* _READING TEXT_:
I definitely agree with Ed that every fish is at least slightly different.  I think it helps a lot to have an assortment of filet knives to fit the species and the size fish you are working with.  With redfish and large snapper, I will usually make the first cut behind the head through to the backbone to the fish throat with a filet knife with a serrated blade.  These fish have thick scales and will dull a regualar filet knife pretty quickly.  From there I will use a standard filet knife of a length that is proportional to the size of the fish. After the first cut you can work under the skin of the fish and get a smooth cut.  My longest blade is probably 14 inches, and my shortest around 8 inches.  On large snapper I generally use three knives, and I always start with very sharp knives.  Speckled trout are pretty easy, and one good standard filet knife will knock them out.  

I'm not bad at fileting fish as far as amateurs go.  In fact, I thought I was pretty good until I watched some pros that made their living cleaning fish in Cabo - and some here in the gulf coast area.  They are REALLY good, and REALLY fast.  I watched them filet some mahi and blackfin tuna quicker than I could peel a shrimp.  

If any of you are just learning, it would be time well spent to go watch some pros do their thing.

.


----------



## kyheirloomer (Feb 1, 2007)

_If any of you are just learning, it would be time well spent to go watch some pros do their thing

_If nothing else it will teach you humility!

But as with all things in life, the more you do it, the better at it you become. And those guys do a lot of fileting.


----------



## boar_d_laze (Feb 13, 2008)

There are a lot of different ways to do fish.  If a long, thin, knife is necessary, or serrations for that matter, pity all the sushi guys who are doing it wrong.

BDL


----------



## kyheirloomer (Feb 1, 2007)

I don't think anyone is claiming a particular blade is _necessary_, BDL. They're talking about what they use, and why it works for them.

Take OldPro's last post. I don't think I've ever even seen a filet knife with a serrated edge. I've certainly never used one. But if that's what works best for him, then it's the best tool for the job.

I know many fishermen---both sport anglers and professionals---who don't use anything for fileting except an electric knife. They are neither right nor wrong. They're just using what works best for them. And if they belonged to this community I'm sure they'd be explaining why their choice makes sense. But they wouldn't be claiming that an electric knife is necessary to do the job.

I've fileted more than my share of fish using a chef's knife. Would I reach for one as my first choice? Not on your life. For me, a filet knife (smooth edged) is the first choice, followed, in certain situations, by my 8" slicer. Are those necessary? Absolutely not. But for me they make the job faster, easier, and more precise.

All that aside, however, there is a reason why they're called filet knives. No, they're not necessary. But they were designed to perform that specific task; and do it very well.

* _PROVIDED MATERIAL_:
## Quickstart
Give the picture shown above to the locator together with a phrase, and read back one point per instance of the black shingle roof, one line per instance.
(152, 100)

* _TASK TO CARRY OUT_:
Carry the forum discussion about knives for filleting fish further, picking up after its final sentence. The listing was drawn from a different source than the discussion of fish-filleting knives.

* _OUTPUT OF THE TASK_:
FWIW, no matter what you choose, knifewise, if you want the ultimate test of your fileting skills, work on a triggerfish or three. You might decide that a straight razor and a Skill saw are actually necessary tools.


----------



## oldpro (Nov 23, 2009)

Ditto on cleaning triggerfish.  We will usually keep a few when we fish the rigs offshore because of their quality on the table.  Another tough one to clean is the sheepshead, which is also worth the trouble.  A good friend was in New Orleans recently and got the "bay snapper" on the special.  It was so good he asked the waiter what it really was.  Turned out to be sheepshead.

But the absolute heavyweight champion of difficult fish to clean is the alligator gar.  My ******* friend wanted to keep one recently to show me how good they were.  We caught one in the 40 pound range and flopped it up on the cleaning table.  He went home and he came back with his Skil saw, which he said was his weapon of choice for cleaning gar.  It worked.

BDL - I certainly don't think the sushi chefs have it wrong in their choice of knives.  I've just made some personal choices that have worked best for me after a lot of trial and error.  And I've burned up more electric knives fileting fish than I'd like to admit.  Now, I pretty much clean Amish (no electricity), and I go to the cleaning table with a pretty good assortment of knives.


----------



## kyheirloomer (Feb 1, 2007)

_Another tough one to clean is the sheepshead.....
_
For the same reason. Both fish make their livings off of barnacles; and their leather-like skin protects them from getting cut by those razor-like shells.

And you're right about it being worth the effort of cleaning them. Triggerfish, in particular, is one of the most underused fish going. And yet, it's one of the best on the table.

One benefit is that at places like Avalon Pier, near Kill Devil Hills, most anglers think of them as trash fish, and gladly give them to you. Their loss, as the poet once said.....


----------



## chefjae757 (Apr 6, 2010)

when i worked in a fresh fish market we got everything whole, undressed, and had to do everything ourselves. of course you clean the fish and if your not sure how to do that i would suggest learning that one first. but then we cut the heads off with a scimitar and cut the fillets from the tail to (what used to be) the head with a fillet knife. it worked but it took some practice to actually come out with a nice fillet every fish. i actually used this technique in class when we were learning meat n seafood fab. didnt have a scimitar though, so i used my 12" chef knife for the whole thing, even the fillet, and it worked great. we were cutting some huge fresh drums and salmon. not too big on the fillet knife personally unless it is a smaller fish. but everybody is different and has their own technique. the best thing to do is try out a couple different techniques, with a couple different blades, whenever you get the opportunity, and decide which one is more comfortable for you.


----------



## chefedb (Apr 3, 2010)

One tip I will pass on to all you fish cleaners. When scaling fish, throw away the scalers and knives. Get yourself a Curly Cote ( stainless steel sponge. Hold fish under cold running water proceed to wipe down both sides of fish with the Curly Cote . Fast and clean and no scales flying all over. I am not talking steel wool pads or Brillo here  . A Curly Cote or S/S Sponge ONLY .EJB


----------



## dc sunshine (Feb 26, 2007)

Great thread.

Anyone have any tips on skinning and filleting eels?  I love their taste, but find them very finicky to prepare.


----------



## titomike (May 20, 2009)

I know to skin one you hang it on a nail by its lower jaw having cut through the skin round the neck. A little vertical cut from here down the underbelly lets you get hold of the skin with pliers and strip it downwards, coming off cleanly...then there's just all them little bones to deal with.
No help there I'm afraid! /img/vbsmilies/smilies/lookaround.gif


----------



## kyheirloomer (Feb 1, 2007)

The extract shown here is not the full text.